What the exercise asks: Update the part of the rows below that opens with the line containing "Could you please locate the aquatic" and closes with the line containing "xmin=15 ymin=130 xmax=968 ymax=544", replacing "accessibility audit" with "usability review" and leaving everything else unchanged. Give back only those lines.

Dataset entries:
START
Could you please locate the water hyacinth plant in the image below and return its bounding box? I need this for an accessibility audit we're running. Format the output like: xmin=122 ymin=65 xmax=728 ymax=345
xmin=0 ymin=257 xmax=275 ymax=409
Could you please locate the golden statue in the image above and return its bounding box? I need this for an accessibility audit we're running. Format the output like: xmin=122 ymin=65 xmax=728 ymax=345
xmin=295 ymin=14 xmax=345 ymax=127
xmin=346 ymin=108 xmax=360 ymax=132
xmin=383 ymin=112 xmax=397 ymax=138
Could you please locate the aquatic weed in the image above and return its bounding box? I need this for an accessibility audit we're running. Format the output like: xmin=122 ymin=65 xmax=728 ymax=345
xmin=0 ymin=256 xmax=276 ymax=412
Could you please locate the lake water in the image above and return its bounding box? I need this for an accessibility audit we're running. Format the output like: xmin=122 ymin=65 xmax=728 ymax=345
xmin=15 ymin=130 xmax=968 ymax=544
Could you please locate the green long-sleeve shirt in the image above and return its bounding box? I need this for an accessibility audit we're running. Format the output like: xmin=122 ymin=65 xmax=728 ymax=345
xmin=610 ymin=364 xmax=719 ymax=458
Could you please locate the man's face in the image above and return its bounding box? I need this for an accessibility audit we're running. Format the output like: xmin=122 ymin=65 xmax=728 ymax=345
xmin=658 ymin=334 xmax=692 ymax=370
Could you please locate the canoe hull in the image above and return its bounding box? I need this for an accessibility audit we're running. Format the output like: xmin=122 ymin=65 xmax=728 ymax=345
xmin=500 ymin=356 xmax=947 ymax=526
END
START
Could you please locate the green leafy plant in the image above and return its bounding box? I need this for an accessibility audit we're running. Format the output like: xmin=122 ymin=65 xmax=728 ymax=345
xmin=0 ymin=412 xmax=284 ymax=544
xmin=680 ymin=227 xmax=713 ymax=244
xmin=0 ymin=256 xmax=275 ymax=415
END
START
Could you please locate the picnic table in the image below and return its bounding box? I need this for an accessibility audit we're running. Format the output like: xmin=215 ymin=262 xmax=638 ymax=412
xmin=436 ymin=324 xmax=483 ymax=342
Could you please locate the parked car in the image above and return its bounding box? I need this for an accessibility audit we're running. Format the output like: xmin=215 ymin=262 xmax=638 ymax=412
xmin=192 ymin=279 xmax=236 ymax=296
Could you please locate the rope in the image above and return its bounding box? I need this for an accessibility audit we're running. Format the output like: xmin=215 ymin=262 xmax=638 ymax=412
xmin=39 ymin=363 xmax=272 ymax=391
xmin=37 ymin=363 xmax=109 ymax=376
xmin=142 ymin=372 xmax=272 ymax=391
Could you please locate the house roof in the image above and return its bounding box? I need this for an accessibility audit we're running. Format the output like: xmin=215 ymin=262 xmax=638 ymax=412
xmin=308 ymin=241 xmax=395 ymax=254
END
Response:
Could you please locate the aquatic weed in the image above and return its bounding box? I need this for an usability review we're running. Format the output like: xmin=122 ymin=65 xmax=728 ymax=345
xmin=0 ymin=256 xmax=276 ymax=412
Could you please locate the lake water in the image above and return its bounding box? I need this for an usability review we're running. Format the output like: xmin=122 ymin=65 xmax=728 ymax=345
xmin=15 ymin=130 xmax=968 ymax=544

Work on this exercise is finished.